Records for the exercise:
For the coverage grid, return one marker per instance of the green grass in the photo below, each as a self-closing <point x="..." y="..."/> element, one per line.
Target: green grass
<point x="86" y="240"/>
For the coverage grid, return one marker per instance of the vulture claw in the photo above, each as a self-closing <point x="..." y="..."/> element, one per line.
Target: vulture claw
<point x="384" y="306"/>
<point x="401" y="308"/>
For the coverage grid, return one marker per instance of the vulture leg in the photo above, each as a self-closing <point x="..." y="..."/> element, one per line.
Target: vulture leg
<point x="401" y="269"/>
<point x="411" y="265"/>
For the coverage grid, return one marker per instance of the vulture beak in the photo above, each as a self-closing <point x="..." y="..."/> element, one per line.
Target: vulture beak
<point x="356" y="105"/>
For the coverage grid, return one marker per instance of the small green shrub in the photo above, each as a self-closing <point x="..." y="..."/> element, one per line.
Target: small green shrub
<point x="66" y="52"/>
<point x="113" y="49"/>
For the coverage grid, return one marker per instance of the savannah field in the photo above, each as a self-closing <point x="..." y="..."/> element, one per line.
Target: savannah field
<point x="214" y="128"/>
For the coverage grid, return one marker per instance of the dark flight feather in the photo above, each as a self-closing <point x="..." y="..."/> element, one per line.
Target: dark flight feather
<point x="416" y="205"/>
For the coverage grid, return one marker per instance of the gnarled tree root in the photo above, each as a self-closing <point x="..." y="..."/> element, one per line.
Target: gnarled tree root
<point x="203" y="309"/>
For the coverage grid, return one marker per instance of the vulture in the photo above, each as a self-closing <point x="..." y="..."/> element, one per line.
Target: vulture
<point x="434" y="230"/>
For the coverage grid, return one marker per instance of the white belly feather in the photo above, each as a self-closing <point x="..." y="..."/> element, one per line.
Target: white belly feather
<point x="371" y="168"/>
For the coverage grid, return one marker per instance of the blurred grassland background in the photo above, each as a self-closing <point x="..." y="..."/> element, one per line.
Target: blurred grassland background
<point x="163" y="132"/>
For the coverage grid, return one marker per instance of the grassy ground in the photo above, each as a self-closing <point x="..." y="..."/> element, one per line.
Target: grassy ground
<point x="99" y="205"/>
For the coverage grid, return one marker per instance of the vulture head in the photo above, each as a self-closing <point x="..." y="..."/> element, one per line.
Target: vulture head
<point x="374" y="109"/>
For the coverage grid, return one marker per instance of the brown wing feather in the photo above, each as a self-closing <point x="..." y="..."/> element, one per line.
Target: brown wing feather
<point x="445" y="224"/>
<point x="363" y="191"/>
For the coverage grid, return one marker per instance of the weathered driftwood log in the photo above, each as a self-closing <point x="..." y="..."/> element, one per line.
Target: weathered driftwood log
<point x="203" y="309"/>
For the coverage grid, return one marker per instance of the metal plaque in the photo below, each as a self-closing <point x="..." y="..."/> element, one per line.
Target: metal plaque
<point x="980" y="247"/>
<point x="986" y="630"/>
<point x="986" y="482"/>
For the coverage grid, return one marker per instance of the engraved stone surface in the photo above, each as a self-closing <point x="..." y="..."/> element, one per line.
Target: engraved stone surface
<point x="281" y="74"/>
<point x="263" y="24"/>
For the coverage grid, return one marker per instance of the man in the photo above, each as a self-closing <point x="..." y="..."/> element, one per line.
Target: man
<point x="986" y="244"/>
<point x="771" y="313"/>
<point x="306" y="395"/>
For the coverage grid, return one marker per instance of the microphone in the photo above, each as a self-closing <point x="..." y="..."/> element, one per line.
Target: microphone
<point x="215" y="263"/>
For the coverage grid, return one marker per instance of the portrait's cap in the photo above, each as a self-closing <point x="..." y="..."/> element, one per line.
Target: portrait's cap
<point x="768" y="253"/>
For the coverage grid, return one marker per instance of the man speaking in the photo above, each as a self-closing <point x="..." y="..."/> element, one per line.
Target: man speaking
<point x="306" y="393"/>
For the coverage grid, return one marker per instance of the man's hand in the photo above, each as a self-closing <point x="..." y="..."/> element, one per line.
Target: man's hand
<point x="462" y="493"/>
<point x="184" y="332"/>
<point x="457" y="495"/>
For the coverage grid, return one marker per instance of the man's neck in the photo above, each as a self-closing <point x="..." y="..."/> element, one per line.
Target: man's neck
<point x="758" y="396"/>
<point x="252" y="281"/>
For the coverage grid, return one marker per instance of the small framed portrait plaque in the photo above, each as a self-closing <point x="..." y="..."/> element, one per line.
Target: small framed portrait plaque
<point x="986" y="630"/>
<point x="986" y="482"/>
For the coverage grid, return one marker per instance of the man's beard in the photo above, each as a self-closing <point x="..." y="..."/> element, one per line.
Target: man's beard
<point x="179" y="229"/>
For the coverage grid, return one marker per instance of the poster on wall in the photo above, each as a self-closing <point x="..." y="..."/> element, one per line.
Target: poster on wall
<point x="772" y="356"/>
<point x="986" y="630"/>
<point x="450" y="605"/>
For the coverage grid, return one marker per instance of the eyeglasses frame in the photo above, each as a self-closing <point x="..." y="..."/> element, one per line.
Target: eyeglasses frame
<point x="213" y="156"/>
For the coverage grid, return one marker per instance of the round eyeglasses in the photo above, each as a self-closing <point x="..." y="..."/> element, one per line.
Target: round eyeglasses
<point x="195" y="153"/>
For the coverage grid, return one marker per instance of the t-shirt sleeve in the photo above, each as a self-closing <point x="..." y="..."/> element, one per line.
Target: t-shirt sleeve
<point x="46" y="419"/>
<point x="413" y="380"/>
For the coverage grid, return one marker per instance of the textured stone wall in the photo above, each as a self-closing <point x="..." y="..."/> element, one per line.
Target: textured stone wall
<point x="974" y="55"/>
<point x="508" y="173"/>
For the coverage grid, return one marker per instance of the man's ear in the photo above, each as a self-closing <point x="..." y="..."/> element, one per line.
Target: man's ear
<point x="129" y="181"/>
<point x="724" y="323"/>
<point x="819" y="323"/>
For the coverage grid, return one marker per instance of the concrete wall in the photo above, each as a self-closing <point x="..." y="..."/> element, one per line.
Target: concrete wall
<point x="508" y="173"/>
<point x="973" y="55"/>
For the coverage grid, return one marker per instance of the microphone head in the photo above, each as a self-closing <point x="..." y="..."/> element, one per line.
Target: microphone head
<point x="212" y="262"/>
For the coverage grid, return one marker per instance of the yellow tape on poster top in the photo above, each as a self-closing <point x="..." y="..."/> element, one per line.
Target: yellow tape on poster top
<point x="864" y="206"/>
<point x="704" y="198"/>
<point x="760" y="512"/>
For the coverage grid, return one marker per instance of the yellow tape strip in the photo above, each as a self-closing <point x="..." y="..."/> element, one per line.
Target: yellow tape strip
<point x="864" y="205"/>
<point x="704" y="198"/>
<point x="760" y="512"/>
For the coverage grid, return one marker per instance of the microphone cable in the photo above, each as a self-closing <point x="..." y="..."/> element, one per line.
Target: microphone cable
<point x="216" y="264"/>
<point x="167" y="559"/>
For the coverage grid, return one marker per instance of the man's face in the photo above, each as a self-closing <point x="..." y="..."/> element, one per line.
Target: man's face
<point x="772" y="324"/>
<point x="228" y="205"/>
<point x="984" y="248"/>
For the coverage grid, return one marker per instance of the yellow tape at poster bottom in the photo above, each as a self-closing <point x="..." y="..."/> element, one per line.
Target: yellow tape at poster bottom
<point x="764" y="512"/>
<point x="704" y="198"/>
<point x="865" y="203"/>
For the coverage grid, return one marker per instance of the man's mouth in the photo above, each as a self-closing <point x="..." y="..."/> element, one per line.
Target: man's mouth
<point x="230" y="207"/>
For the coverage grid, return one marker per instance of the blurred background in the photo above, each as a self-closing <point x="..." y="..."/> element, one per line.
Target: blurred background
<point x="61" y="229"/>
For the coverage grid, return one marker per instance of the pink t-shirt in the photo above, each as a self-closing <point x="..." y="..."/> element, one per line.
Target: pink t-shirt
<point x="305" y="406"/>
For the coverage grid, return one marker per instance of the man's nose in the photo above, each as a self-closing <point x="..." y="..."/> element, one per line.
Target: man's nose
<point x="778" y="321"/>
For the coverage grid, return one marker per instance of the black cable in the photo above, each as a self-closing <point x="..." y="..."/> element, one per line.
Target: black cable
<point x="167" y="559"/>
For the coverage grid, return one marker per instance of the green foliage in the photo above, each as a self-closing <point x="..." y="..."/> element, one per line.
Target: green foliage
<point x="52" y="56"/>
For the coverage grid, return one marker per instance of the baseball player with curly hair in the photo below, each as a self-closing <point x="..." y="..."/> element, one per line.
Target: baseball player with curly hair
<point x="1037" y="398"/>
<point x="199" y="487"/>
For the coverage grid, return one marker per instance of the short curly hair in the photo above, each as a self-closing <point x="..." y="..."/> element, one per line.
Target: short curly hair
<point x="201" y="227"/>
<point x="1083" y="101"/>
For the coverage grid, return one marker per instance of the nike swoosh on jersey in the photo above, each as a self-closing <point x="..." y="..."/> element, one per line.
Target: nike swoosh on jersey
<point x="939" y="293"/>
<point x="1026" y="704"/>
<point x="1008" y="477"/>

Exercise instructions: Only the lines from the one containing "the blurred background" to the end of the data should be printed, exactly as they stand.

Answer to this task:
For the coverage grid, return one marker per instance of the blurred background in the photo above, each as a self-closing <point x="..." y="..."/> element, one per line.
Target: blurred background
<point x="61" y="229"/>
For the coverage grid, return one marker per instance of the pink t-shirt in the photo above, each as a self-closing <point x="..." y="..."/> element, one per line.
Target: pink t-shirt
<point x="305" y="406"/>
For the coverage grid, return one marker per instance of the man's nose in the photo above, each as a self-closing <point x="..." y="..."/> element, one per line.
Target: man's nose
<point x="778" y="321"/>
For the coverage grid, return one marker per instance of the black cable in the photo above, each as a self-closing <point x="..." y="..."/> element, one per line.
Target: black cable
<point x="167" y="559"/>
For the coverage grid, return one marker per instance of the green foliage in the photo above, each as a self-closing <point x="..." y="..."/> element, one per line.
Target: green foliage
<point x="52" y="56"/>
For the coverage grid, return one marker per instance of the baseball player with curly hair in the photo below, each as a self-closing <point x="..." y="..."/> element, one per line.
Target: baseball player with curly hair
<point x="1037" y="398"/>
<point x="199" y="487"/>
For the coverage grid, return one marker per instance of the short curly hair in the photo above, each as a self-closing <point x="..." y="..."/> element, one per line.
Target: short curly hair
<point x="201" y="227"/>
<point x="1083" y="101"/>
For the coverage grid, return one marker per instance of the nike swoosh on jersey in the photo above, each as a self-closing <point x="..." y="..."/> element, one per line.
Target: nike swoosh on jersey
<point x="939" y="293"/>
<point x="1026" y="704"/>
<point x="1008" y="477"/>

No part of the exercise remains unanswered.